Pointing listing:
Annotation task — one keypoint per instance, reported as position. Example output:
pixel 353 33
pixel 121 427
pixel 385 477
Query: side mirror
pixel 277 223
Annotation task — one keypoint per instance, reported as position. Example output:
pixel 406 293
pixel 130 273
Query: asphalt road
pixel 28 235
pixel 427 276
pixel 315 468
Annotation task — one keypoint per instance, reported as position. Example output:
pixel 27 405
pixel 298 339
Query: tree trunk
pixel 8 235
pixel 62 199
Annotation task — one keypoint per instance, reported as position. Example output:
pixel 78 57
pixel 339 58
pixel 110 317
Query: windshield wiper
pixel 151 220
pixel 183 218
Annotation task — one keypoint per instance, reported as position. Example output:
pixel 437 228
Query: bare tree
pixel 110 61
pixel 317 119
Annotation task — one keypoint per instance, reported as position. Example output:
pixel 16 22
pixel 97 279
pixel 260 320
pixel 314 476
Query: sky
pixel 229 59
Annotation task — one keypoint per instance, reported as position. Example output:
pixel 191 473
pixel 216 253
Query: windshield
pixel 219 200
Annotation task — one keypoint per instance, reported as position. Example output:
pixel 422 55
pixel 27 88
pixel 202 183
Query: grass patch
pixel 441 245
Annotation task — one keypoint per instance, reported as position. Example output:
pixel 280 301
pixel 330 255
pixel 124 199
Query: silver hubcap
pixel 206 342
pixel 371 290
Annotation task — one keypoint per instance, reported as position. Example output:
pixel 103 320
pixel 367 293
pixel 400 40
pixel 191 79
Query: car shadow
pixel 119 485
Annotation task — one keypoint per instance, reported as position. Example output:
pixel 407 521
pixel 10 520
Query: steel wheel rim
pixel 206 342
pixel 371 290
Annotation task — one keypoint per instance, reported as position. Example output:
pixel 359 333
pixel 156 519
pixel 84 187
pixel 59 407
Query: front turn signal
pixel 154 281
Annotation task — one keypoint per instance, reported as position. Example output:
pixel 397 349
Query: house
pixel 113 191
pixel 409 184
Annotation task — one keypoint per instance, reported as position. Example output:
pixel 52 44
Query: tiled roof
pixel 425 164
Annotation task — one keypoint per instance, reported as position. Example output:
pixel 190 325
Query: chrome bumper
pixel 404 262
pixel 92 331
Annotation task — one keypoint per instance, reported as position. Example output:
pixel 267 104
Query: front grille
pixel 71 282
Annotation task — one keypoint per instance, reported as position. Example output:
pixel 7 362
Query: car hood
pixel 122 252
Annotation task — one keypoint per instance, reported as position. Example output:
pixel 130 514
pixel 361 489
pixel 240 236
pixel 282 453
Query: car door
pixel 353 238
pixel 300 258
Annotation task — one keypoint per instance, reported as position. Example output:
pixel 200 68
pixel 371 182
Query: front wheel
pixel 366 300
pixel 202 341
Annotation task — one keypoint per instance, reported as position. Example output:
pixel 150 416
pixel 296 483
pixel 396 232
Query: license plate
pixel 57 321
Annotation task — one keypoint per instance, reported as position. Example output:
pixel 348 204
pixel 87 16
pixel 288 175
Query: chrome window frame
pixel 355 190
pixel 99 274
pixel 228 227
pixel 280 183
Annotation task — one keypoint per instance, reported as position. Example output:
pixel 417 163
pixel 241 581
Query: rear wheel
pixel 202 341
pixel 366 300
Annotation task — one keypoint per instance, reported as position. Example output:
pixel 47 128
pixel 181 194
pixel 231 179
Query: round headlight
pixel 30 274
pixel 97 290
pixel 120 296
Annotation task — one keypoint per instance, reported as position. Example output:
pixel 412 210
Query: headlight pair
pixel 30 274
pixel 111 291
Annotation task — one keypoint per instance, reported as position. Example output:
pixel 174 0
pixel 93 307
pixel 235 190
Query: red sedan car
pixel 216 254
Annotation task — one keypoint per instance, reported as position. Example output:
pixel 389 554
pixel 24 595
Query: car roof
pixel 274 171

*What to work on*: Please show every line of the listing above that contains the word "chrome".

*Reply*:
Query: chrome bumper
Query: chrome window frame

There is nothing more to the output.